■ **Problem requirements**
Convert the data from the line containing "Where can you see the starry" through the line containing "<point>76,162</point>" into a JSON list of strings, one string per line, omitting blank lines.

■ **Task inputs**

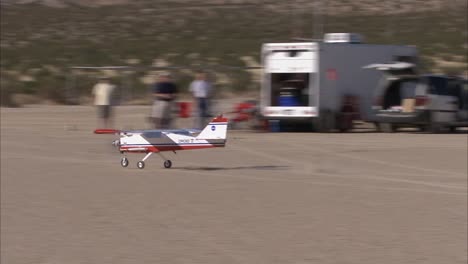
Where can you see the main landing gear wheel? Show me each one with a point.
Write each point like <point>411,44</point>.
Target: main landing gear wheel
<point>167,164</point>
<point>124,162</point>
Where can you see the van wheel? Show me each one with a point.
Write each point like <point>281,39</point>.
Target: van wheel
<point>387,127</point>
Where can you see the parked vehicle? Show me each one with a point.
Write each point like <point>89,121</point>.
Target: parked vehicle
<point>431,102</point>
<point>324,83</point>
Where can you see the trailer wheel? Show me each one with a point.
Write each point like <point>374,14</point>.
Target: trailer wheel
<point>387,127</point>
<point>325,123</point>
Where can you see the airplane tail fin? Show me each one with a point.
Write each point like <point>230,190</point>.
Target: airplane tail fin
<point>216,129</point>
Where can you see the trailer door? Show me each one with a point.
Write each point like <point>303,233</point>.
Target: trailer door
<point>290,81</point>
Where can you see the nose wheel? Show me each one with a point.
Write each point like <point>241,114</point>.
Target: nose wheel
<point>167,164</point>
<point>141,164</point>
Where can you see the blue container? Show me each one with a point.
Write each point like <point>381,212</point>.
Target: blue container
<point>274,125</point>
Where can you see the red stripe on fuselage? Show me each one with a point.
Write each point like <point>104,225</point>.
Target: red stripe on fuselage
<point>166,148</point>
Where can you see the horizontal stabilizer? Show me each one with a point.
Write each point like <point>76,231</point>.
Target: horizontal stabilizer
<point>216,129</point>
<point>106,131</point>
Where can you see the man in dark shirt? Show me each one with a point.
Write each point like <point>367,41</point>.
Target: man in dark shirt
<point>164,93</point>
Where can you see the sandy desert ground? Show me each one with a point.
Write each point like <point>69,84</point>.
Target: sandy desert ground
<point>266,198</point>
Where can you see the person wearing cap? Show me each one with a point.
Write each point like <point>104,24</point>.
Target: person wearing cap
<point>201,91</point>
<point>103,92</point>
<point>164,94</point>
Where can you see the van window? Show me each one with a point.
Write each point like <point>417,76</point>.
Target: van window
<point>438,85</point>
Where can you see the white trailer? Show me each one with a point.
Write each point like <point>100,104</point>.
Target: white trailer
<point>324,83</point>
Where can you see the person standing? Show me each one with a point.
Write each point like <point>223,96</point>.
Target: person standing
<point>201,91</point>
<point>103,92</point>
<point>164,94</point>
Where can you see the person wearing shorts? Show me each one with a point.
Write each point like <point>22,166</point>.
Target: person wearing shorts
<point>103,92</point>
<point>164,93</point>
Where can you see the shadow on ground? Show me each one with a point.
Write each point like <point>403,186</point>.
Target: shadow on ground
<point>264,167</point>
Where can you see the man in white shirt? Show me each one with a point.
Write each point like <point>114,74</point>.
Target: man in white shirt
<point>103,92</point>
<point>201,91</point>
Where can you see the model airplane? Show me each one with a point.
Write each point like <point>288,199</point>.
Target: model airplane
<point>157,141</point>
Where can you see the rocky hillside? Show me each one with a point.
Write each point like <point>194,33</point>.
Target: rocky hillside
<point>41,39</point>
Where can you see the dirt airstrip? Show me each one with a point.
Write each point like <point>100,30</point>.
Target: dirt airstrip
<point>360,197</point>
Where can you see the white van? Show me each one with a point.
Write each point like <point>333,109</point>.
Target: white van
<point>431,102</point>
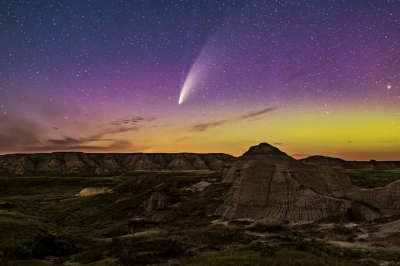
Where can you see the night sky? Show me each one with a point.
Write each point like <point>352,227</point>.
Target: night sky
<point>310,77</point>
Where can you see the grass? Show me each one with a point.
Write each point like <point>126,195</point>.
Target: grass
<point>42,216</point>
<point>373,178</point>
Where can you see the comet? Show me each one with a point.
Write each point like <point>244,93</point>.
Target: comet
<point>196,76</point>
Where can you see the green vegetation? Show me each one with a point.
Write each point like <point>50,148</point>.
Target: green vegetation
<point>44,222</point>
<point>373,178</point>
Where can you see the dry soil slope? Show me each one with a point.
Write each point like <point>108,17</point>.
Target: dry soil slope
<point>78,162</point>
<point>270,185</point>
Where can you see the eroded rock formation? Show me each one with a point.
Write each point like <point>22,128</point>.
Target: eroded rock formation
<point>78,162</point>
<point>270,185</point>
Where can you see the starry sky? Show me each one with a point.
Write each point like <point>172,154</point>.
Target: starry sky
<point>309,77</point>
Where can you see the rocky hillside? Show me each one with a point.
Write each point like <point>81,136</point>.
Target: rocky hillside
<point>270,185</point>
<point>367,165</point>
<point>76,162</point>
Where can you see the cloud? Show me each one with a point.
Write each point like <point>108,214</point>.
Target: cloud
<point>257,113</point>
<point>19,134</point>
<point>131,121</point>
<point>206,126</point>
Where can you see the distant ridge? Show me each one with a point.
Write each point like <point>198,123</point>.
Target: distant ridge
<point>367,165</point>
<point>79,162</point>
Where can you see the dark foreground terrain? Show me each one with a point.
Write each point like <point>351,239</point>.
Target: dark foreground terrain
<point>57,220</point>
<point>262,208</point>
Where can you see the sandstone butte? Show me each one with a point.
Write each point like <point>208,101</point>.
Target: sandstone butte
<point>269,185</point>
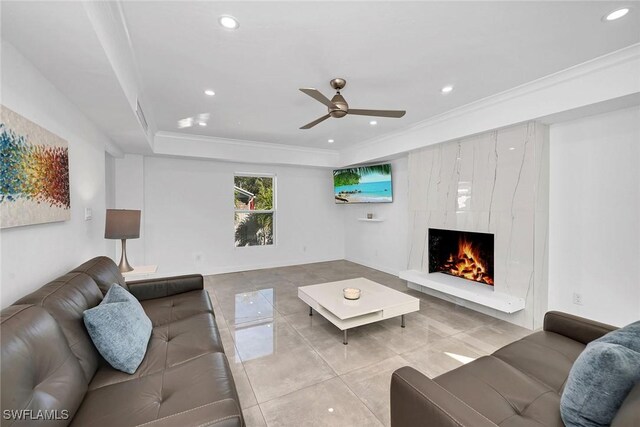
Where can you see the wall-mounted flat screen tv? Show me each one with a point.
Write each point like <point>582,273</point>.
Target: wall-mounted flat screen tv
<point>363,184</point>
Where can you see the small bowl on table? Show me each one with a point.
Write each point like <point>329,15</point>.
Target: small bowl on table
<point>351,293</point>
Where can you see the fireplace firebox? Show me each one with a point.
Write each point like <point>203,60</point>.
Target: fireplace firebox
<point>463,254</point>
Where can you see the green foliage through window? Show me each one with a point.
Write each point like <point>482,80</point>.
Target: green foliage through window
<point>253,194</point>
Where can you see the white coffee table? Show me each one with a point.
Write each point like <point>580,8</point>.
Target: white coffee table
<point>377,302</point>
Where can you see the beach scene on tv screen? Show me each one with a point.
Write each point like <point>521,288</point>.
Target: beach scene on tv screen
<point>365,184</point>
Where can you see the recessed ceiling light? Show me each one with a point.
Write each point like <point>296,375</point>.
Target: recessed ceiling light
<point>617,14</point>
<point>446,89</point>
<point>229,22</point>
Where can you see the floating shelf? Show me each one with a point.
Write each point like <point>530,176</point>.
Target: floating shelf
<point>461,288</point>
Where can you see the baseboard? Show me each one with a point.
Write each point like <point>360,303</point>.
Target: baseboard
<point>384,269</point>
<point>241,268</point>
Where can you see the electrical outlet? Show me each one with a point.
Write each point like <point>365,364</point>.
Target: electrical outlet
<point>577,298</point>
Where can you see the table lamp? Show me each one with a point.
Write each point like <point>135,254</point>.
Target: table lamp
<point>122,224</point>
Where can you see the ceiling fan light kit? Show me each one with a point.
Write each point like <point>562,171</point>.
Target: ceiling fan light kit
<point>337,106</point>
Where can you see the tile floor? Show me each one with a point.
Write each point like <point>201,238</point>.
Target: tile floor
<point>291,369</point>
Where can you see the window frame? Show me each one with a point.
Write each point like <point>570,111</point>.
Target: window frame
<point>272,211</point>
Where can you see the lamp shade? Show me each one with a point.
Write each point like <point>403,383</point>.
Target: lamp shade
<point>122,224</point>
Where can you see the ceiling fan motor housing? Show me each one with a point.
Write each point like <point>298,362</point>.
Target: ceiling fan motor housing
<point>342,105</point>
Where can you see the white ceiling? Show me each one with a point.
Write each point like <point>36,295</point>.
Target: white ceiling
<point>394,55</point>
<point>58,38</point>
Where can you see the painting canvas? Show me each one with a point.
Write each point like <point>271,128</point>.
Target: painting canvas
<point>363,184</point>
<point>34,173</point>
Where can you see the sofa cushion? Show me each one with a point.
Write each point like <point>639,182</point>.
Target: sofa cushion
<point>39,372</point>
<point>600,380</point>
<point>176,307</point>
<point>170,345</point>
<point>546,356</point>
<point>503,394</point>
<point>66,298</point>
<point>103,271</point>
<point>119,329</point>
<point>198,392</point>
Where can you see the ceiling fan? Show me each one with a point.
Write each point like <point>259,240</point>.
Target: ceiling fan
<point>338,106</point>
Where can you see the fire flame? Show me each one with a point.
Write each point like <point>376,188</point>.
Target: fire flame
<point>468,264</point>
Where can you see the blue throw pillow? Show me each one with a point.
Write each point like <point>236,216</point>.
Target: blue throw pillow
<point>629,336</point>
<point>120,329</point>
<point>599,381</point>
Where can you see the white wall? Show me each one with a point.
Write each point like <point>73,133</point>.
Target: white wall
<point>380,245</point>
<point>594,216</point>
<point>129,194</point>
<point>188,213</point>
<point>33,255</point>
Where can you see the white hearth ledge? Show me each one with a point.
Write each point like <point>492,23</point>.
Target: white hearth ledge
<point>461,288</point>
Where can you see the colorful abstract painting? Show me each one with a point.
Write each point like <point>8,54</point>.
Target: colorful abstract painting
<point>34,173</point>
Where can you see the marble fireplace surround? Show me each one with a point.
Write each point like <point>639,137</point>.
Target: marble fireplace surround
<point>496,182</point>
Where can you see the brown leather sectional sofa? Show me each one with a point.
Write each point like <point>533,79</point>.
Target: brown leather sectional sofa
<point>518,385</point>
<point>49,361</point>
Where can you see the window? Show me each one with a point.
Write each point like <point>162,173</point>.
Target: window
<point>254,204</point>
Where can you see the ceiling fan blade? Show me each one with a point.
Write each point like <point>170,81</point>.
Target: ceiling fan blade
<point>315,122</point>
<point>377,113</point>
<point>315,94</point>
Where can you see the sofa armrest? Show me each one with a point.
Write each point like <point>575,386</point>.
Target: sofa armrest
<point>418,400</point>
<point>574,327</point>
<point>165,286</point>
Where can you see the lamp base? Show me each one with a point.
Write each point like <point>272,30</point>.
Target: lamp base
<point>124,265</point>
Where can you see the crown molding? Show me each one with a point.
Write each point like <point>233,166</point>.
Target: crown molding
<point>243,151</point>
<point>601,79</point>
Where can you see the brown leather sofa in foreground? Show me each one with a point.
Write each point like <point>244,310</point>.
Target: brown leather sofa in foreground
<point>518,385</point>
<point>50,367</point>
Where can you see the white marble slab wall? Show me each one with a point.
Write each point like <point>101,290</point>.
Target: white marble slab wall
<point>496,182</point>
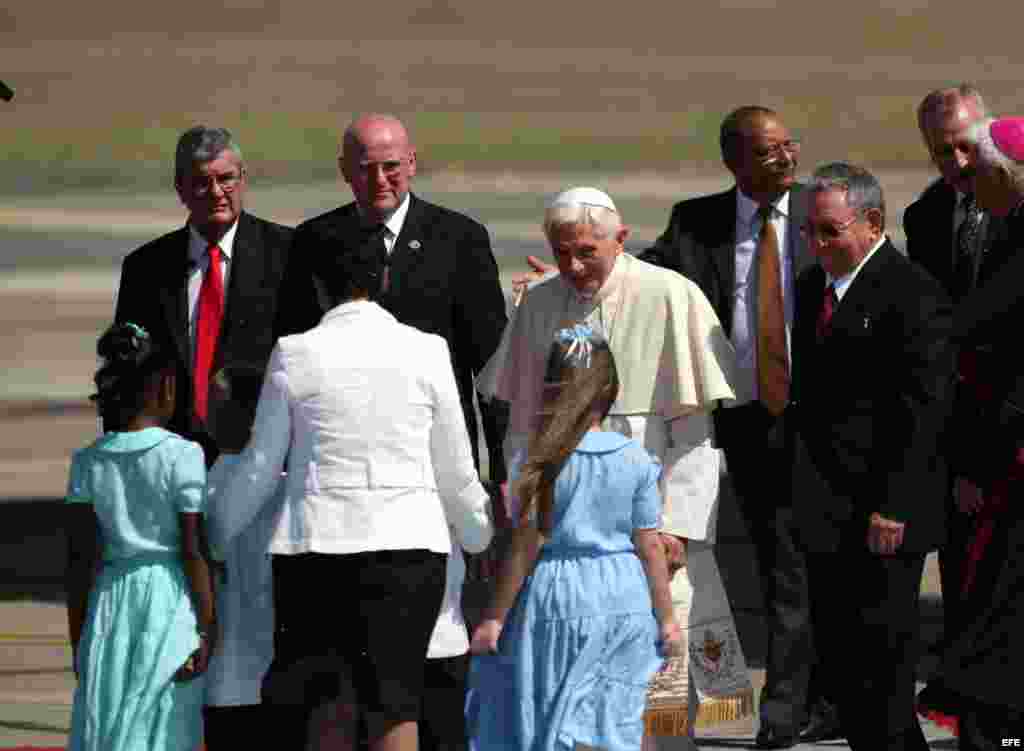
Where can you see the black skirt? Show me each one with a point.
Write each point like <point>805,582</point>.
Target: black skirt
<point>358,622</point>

■ **Full solution**
[
  "Where can you see the starry sky? Show me each one with a point.",
  "Write each point like <point>172,154</point>.",
  "Target: starry sky",
  "<point>309,77</point>",
  "Where can you see the rocky hillside? Show me each one with a point.",
  "Write each point like <point>81,136</point>.",
  "Target: rocky hillside",
  "<point>270,185</point>",
  "<point>367,165</point>",
  "<point>76,162</point>"
]